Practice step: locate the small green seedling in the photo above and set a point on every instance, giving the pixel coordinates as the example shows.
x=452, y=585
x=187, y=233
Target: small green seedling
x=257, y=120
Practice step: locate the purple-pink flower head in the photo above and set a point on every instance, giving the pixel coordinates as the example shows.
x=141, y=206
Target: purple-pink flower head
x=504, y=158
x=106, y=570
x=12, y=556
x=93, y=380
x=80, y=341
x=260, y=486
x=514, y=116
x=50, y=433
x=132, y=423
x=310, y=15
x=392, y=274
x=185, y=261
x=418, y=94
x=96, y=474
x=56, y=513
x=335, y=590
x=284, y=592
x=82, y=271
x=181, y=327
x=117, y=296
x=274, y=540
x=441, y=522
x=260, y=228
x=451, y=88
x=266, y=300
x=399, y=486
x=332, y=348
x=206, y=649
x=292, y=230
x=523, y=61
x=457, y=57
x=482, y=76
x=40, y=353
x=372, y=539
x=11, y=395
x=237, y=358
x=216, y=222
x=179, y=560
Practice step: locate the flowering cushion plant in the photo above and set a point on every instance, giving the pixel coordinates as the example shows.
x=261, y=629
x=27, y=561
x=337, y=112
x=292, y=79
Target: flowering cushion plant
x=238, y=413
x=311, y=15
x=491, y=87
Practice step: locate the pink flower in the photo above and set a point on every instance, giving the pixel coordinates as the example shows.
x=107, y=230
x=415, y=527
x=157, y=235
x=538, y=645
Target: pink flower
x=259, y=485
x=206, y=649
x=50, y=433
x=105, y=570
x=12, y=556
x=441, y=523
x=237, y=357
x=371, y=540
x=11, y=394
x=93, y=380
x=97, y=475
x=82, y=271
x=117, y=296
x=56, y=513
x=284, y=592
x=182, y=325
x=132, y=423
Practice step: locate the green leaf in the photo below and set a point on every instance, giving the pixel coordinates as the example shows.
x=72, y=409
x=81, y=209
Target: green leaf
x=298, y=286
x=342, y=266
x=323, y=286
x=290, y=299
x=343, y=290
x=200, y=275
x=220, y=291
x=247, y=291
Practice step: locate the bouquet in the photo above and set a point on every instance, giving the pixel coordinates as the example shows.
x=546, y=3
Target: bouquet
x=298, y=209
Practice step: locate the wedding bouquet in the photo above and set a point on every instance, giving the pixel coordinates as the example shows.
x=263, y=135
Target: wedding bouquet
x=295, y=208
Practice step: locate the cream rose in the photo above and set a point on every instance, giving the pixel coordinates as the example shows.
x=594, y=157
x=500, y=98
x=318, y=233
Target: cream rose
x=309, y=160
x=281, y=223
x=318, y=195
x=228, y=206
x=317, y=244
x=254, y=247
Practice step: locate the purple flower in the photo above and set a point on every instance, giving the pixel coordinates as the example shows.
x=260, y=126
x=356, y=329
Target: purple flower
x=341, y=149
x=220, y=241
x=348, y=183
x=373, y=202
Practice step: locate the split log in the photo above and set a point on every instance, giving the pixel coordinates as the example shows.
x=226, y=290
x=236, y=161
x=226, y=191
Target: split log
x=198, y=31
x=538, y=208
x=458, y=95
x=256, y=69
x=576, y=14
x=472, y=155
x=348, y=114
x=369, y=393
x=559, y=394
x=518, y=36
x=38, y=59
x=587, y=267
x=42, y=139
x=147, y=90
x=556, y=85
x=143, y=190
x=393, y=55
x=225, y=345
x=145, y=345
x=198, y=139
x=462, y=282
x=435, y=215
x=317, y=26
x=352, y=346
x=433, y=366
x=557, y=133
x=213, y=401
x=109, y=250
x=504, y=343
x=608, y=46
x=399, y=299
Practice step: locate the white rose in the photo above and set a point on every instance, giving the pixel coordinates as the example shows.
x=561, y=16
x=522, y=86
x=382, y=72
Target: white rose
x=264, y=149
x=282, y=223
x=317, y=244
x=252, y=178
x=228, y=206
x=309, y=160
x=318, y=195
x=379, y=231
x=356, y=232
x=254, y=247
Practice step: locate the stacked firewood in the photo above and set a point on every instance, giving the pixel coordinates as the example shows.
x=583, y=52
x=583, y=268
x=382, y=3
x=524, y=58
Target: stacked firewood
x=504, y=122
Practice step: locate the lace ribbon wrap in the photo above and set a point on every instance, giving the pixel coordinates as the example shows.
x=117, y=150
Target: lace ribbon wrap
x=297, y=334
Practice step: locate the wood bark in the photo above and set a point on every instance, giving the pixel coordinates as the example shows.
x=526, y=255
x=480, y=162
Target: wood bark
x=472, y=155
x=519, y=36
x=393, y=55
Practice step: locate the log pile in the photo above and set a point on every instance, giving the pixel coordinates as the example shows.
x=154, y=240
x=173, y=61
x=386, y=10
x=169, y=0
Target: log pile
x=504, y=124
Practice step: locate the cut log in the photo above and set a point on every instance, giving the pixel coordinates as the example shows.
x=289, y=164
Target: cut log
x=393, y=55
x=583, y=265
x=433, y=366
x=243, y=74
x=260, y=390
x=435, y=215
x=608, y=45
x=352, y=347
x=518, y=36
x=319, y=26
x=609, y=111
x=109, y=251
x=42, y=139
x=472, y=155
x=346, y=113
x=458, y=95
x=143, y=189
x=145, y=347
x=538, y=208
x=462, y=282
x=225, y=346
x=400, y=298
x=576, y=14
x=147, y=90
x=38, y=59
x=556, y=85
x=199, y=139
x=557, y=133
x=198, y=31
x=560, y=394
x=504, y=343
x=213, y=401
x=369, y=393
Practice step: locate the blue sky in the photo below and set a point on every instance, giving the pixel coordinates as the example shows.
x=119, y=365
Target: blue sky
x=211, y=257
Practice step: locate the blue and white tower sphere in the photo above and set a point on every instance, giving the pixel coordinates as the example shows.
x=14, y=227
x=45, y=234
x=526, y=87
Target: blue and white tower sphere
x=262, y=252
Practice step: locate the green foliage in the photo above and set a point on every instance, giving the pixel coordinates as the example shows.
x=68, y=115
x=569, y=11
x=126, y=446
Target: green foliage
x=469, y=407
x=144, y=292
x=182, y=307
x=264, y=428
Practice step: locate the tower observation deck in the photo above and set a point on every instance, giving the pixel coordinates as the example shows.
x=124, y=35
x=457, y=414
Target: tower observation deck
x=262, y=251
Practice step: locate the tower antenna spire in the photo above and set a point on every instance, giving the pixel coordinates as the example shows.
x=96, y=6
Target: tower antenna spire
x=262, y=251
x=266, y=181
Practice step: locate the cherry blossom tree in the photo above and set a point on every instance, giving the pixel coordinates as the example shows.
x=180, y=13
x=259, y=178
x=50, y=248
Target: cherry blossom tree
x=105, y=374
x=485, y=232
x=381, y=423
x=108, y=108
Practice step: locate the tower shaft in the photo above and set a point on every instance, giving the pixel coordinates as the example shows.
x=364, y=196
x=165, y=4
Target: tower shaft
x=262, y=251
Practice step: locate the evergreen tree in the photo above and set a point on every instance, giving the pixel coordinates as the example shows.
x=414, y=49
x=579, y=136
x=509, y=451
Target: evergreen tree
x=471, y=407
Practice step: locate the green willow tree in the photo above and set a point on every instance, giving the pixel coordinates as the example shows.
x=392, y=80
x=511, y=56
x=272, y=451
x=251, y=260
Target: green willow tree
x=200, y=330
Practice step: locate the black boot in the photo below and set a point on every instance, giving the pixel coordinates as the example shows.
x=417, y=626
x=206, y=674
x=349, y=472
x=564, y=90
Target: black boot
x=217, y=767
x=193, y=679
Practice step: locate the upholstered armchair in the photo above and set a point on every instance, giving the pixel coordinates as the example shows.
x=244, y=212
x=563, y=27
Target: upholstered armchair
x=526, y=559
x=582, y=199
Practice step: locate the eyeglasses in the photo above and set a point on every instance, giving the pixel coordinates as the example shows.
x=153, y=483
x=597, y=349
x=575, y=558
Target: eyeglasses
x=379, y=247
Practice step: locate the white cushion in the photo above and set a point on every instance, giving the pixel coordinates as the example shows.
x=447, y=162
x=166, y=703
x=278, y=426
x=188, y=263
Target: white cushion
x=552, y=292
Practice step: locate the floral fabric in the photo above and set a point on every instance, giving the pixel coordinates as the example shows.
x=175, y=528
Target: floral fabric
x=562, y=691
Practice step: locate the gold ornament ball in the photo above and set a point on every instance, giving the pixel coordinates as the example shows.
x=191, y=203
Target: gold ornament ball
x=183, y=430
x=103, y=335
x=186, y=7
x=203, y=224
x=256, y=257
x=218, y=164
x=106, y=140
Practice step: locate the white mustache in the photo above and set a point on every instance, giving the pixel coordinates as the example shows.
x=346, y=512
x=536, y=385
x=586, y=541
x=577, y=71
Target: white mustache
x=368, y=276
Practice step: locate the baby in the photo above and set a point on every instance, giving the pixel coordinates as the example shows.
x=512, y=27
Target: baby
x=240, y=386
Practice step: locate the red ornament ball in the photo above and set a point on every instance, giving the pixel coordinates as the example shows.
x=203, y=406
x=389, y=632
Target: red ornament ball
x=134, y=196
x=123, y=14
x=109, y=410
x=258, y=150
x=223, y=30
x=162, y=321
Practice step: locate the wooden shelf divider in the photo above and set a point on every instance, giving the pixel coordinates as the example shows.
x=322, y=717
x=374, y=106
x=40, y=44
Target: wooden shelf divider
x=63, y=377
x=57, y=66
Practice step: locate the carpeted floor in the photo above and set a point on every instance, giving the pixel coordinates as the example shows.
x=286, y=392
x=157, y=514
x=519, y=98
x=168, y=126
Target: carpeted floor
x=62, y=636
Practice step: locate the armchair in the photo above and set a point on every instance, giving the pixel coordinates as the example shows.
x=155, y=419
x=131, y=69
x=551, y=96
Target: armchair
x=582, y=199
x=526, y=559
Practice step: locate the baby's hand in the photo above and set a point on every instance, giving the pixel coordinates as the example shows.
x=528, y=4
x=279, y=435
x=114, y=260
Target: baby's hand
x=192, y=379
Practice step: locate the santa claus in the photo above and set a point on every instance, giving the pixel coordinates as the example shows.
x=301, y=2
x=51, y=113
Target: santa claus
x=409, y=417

=======

Give the lines of the listing from the line with "Practice step: locate the cream" to the line with "x=504, y=122", both included, as a JSON list of strings, one string per line, leaving out blank lines.

[
  "Practice step: locate the cream rose in the photo above and set a point on every instance, giving the pixel coordinates as the example shows.",
  "x=594, y=157",
  "x=500, y=98",
  "x=318, y=233",
  "Target: cream rose",
  "x=309, y=160",
  "x=281, y=223",
  "x=318, y=195",
  "x=228, y=206",
  "x=317, y=244",
  "x=254, y=247",
  "Practice step: locate the purple flower in the photo above and set a point on every instance, giving the pixel coordinates as the example shows.",
  "x=260, y=126",
  "x=356, y=329",
  "Target: purple flower",
  "x=341, y=149",
  "x=220, y=241",
  "x=348, y=183",
  "x=373, y=202",
  "Practice step: locate the split log in the photo above and set a point on every instance, giving the pixel coordinates as the example shows.",
  "x=226, y=290",
  "x=236, y=161",
  "x=226, y=191",
  "Target: split log",
  "x=198, y=31",
  "x=538, y=208",
  "x=458, y=95",
  "x=256, y=69",
  "x=576, y=14",
  "x=472, y=155",
  "x=348, y=114",
  "x=369, y=393",
  "x=559, y=394",
  "x=518, y=36",
  "x=38, y=59",
  "x=587, y=267",
  "x=42, y=139",
  "x=147, y=90",
  "x=556, y=85",
  "x=143, y=190",
  "x=393, y=55",
  "x=225, y=345",
  "x=145, y=345",
  "x=198, y=139",
  "x=462, y=282",
  "x=435, y=215",
  "x=317, y=26",
  "x=352, y=346",
  "x=433, y=366",
  "x=557, y=133",
  "x=213, y=401",
  "x=109, y=250",
  "x=504, y=343",
  "x=608, y=46",
  "x=399, y=299",
  "Practice step: locate the white rose in the photo above and set a point on every instance, giving the pixel coordinates as the example shows.",
  "x=561, y=16",
  "x=522, y=86",
  "x=382, y=72",
  "Target: white rose",
  "x=264, y=149",
  "x=282, y=223",
  "x=317, y=244",
  "x=252, y=178",
  "x=228, y=206",
  "x=309, y=160",
  "x=318, y=195",
  "x=379, y=231",
  "x=356, y=232",
  "x=254, y=247",
  "Practice step: locate the stacked firewood in the photo above and set a point on every instance, giving the pixel coordinates as the example shows.",
  "x=583, y=52",
  "x=583, y=268",
  "x=382, y=3",
  "x=524, y=58",
  "Target: stacked firewood",
  "x=504, y=122"
]